■ **EXERCISE DETAILS**
Once you find the line containing "Target: brown twig" in the data below, copy it and each following line exactly, up to and including the line containing "Target: chrysalis abdominal segment", and nothing else.
──────── SUPPLIED DATA ────────
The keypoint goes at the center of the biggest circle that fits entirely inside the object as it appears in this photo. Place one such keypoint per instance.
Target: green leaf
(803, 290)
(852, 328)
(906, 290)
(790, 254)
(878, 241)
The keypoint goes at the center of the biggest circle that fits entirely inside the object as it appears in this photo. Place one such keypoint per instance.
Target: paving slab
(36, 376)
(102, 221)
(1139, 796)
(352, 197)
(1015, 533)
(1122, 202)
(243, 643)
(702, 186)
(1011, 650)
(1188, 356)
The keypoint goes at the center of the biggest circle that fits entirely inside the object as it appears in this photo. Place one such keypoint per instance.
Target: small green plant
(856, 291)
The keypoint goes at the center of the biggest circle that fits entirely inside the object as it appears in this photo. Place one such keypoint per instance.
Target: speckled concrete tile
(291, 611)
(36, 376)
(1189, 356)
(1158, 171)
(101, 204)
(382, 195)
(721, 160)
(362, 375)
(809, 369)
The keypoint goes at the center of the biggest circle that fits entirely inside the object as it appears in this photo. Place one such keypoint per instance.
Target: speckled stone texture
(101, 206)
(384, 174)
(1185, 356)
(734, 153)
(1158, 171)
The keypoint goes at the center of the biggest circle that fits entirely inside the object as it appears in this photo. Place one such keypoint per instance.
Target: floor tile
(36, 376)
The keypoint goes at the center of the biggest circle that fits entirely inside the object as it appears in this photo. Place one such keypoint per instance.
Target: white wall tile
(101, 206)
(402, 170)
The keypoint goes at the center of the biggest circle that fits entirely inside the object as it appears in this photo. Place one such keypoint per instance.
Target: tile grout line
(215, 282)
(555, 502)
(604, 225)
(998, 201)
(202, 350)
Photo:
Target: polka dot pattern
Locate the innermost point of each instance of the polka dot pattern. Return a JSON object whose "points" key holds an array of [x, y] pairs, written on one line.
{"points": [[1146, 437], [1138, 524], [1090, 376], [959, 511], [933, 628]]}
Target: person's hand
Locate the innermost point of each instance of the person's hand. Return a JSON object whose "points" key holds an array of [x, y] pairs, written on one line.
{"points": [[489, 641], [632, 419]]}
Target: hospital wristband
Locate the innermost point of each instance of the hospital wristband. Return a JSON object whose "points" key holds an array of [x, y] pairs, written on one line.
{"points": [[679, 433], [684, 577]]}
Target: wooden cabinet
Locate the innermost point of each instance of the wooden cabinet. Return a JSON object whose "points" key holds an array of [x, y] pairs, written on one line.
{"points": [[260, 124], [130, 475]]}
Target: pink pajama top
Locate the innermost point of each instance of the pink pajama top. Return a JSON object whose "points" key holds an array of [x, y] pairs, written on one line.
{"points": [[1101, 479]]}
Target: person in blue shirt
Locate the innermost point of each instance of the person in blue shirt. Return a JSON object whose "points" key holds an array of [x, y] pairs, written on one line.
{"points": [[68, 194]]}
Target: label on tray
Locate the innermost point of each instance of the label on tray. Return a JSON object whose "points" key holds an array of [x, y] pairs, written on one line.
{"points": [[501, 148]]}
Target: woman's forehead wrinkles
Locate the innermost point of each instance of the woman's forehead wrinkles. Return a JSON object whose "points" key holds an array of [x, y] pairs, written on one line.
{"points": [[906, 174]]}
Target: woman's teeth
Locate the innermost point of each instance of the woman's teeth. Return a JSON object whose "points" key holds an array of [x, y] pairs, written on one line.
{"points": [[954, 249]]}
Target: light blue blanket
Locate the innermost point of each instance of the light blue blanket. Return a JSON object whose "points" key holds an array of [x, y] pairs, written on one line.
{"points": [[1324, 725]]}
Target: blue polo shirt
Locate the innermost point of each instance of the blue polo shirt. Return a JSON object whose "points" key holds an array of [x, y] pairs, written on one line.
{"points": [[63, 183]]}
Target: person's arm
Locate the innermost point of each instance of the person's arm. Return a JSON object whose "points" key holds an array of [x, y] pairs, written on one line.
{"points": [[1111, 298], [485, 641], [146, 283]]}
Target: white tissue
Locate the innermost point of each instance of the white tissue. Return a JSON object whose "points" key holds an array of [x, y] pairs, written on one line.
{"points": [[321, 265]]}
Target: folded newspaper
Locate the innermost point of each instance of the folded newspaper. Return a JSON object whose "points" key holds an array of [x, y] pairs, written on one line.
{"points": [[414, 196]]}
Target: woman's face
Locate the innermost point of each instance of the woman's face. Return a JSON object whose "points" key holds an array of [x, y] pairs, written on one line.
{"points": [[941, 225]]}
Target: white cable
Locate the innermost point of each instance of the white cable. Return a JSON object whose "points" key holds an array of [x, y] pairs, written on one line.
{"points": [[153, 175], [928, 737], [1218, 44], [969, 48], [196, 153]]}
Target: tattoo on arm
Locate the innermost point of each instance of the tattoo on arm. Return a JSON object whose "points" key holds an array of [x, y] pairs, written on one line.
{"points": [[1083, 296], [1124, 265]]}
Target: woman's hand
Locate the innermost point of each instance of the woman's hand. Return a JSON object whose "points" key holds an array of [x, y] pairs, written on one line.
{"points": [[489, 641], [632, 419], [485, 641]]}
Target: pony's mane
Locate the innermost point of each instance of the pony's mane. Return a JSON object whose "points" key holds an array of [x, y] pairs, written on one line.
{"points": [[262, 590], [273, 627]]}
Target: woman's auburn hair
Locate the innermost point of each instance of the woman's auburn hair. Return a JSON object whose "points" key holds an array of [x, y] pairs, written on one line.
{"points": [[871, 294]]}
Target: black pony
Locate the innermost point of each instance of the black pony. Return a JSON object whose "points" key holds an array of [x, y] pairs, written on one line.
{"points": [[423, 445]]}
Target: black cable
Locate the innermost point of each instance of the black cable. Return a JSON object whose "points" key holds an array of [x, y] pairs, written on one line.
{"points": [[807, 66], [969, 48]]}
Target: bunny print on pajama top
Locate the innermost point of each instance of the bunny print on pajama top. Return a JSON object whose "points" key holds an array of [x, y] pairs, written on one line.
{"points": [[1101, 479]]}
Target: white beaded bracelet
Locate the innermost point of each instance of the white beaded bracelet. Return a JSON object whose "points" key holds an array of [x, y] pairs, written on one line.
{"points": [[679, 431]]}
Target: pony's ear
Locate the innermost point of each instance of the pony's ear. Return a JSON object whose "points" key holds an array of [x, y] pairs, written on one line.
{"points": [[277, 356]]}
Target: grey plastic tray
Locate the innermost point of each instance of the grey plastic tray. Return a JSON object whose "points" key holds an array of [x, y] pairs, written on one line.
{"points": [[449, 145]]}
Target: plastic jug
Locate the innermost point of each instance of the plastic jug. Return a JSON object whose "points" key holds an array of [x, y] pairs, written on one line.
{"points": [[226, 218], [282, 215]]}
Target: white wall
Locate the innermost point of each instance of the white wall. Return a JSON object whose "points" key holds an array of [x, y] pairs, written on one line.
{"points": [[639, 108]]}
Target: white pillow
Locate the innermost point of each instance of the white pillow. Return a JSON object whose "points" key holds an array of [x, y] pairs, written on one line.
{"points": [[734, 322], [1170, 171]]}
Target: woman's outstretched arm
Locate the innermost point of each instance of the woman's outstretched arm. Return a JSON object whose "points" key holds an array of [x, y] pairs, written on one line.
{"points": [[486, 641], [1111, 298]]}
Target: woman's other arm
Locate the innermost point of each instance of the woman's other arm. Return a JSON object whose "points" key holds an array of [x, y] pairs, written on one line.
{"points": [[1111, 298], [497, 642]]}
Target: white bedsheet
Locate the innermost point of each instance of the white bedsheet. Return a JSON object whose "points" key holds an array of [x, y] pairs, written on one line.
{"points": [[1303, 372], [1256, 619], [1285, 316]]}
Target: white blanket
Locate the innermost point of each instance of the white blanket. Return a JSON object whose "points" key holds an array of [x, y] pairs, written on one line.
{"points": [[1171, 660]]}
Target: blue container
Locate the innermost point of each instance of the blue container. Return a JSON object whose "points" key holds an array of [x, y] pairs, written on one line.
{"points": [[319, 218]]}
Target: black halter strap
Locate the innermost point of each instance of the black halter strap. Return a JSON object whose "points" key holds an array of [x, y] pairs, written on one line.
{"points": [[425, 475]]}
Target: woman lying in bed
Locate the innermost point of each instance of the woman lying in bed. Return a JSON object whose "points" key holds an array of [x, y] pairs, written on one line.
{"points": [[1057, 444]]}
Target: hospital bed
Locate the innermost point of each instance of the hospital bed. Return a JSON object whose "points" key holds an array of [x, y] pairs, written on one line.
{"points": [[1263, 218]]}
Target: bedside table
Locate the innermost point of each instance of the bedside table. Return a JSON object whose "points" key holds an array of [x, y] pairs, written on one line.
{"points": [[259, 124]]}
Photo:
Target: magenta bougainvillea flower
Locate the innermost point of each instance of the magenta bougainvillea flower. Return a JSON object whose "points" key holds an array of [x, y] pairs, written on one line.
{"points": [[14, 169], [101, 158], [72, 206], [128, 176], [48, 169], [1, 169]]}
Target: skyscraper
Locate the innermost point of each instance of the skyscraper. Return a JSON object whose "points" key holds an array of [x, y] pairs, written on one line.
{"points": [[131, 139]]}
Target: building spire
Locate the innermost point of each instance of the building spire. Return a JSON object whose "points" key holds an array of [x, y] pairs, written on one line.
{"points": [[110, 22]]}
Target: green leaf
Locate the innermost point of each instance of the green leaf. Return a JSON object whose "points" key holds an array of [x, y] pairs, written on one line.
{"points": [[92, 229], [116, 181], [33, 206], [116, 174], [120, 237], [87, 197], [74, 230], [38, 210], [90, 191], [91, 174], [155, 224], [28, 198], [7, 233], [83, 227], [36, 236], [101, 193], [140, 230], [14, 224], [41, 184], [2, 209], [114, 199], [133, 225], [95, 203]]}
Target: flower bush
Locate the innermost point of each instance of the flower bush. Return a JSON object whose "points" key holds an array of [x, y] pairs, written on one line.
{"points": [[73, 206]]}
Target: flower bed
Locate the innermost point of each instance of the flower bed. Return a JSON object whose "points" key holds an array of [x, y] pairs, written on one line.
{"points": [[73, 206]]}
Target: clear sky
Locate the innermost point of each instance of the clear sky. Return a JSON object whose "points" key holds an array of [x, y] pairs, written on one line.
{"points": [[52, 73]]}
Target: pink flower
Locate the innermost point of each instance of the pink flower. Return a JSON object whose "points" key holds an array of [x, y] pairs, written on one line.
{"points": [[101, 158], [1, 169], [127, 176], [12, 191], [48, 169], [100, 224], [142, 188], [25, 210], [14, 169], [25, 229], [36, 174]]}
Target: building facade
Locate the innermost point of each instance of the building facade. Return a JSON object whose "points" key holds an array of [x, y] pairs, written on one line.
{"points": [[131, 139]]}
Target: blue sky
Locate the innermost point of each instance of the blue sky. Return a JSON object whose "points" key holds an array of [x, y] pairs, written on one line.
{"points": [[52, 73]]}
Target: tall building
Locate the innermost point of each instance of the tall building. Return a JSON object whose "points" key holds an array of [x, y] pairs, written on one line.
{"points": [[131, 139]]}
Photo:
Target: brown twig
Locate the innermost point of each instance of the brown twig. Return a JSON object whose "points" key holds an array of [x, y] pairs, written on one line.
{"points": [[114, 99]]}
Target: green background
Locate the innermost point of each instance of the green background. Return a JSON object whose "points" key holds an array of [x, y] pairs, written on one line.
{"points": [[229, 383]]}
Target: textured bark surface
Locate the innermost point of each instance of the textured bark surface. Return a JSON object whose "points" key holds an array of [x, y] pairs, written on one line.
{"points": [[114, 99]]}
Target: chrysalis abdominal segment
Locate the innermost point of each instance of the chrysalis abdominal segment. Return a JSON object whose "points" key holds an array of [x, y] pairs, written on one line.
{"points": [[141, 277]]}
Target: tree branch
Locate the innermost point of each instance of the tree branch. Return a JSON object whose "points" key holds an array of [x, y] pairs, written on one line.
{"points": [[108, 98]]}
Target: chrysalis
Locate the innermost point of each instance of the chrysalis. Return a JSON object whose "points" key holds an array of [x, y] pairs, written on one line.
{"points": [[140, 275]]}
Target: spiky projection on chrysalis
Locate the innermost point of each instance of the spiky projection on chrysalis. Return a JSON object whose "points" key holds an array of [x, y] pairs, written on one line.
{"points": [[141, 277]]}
────────
■ **EXERCISE SOLUTION**
Target: brown twig
Locate the innermost point of each instance of the brown twig. Return a JSON object whose "points" key holds an array of [x, y] pairs, written on one line.
{"points": [[114, 99]]}
Target: green background
Locate the innermost point of each instance of the green background. Return a JSON object whose "points" key holds an array of [x, y] pairs, written on one line.
{"points": [[229, 383]]}
Target: textured bark surface
Locate the innermost point of each instance of the textured bark surface. Return a JSON object whose "points" key holds an array of [x, y] pairs, written on one line.
{"points": [[114, 99]]}
Target: chrysalis abdominal segment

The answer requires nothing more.